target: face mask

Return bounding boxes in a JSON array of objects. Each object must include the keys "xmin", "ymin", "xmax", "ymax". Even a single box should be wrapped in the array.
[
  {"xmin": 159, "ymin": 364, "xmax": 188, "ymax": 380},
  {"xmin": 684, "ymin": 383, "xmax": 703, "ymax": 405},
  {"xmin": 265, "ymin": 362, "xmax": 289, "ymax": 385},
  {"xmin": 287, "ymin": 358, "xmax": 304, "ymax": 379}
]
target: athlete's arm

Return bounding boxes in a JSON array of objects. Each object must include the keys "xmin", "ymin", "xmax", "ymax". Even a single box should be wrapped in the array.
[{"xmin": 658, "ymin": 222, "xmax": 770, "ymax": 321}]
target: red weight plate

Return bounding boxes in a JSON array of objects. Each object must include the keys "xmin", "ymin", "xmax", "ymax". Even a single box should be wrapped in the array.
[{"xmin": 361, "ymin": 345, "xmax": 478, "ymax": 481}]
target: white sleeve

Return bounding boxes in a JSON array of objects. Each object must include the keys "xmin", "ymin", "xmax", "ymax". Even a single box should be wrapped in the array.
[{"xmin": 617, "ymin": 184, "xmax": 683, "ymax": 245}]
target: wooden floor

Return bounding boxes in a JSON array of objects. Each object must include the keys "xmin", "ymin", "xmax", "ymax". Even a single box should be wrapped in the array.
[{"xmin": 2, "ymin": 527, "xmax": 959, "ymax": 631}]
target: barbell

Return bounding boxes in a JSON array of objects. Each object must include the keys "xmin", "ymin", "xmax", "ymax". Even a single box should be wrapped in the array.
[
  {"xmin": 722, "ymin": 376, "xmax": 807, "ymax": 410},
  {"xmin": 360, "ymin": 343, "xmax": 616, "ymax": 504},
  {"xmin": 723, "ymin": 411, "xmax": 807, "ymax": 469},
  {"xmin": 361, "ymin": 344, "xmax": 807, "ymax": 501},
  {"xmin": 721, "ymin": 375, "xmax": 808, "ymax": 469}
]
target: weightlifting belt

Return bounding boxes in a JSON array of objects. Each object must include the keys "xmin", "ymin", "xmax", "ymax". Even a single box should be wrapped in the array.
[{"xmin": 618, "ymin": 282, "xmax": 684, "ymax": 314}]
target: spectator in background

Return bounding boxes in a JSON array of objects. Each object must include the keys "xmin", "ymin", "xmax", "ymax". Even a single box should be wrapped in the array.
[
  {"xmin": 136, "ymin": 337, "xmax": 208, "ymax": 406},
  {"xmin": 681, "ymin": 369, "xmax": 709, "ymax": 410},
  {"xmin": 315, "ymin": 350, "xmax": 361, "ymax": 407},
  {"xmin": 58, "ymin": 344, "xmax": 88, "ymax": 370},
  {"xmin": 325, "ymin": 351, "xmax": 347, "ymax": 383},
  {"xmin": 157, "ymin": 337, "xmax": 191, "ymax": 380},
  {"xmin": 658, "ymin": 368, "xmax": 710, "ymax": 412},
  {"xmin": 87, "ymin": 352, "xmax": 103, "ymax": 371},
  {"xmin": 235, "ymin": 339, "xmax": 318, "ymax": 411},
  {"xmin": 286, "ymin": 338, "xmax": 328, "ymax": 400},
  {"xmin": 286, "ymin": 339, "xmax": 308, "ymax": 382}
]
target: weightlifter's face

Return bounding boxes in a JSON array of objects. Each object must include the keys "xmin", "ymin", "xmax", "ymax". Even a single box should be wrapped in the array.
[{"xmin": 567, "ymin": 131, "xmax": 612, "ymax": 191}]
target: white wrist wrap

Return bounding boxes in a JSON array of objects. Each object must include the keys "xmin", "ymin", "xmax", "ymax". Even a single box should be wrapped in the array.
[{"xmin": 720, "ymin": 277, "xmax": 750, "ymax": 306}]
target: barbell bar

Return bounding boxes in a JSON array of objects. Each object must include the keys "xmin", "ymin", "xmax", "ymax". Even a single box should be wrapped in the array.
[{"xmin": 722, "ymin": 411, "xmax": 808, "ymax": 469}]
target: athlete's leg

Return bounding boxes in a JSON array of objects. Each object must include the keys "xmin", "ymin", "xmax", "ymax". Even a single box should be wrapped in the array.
__________________________________________________
Goal of the exercise | Scan the entries above for the word "white". Report the lines that hold it.

Response box |
target: white sleeve
target: white wrist wrap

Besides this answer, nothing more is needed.